#### [REQUIREMENT]
Write out each line beneath this one exactly as it reads.

[START OF RECORDED INFORMATION]

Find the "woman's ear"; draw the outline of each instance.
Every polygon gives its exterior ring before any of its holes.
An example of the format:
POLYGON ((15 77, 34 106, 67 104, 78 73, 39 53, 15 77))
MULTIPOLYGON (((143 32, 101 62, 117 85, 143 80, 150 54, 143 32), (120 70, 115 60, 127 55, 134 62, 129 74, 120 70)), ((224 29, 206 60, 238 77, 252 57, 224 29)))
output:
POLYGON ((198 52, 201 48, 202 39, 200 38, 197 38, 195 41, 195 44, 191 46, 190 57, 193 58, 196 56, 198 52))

[END OF RECORDED INFORMATION]

#### [THE OUTPUT]
Find the "woman's ear"; draw the outline of each instance.
Every polygon gives its exterior ring before any of its holes.
An example of the format:
POLYGON ((15 77, 34 106, 67 104, 78 73, 39 53, 15 77))
MULTIPOLYGON (((143 32, 101 62, 117 85, 143 80, 150 54, 143 32), (120 70, 115 60, 127 55, 134 62, 129 74, 120 70)), ((224 29, 206 60, 238 77, 252 57, 224 29)))
output:
POLYGON ((198 52, 201 48, 202 39, 200 38, 197 38, 195 41, 195 44, 191 46, 190 57, 193 58, 196 56, 198 52))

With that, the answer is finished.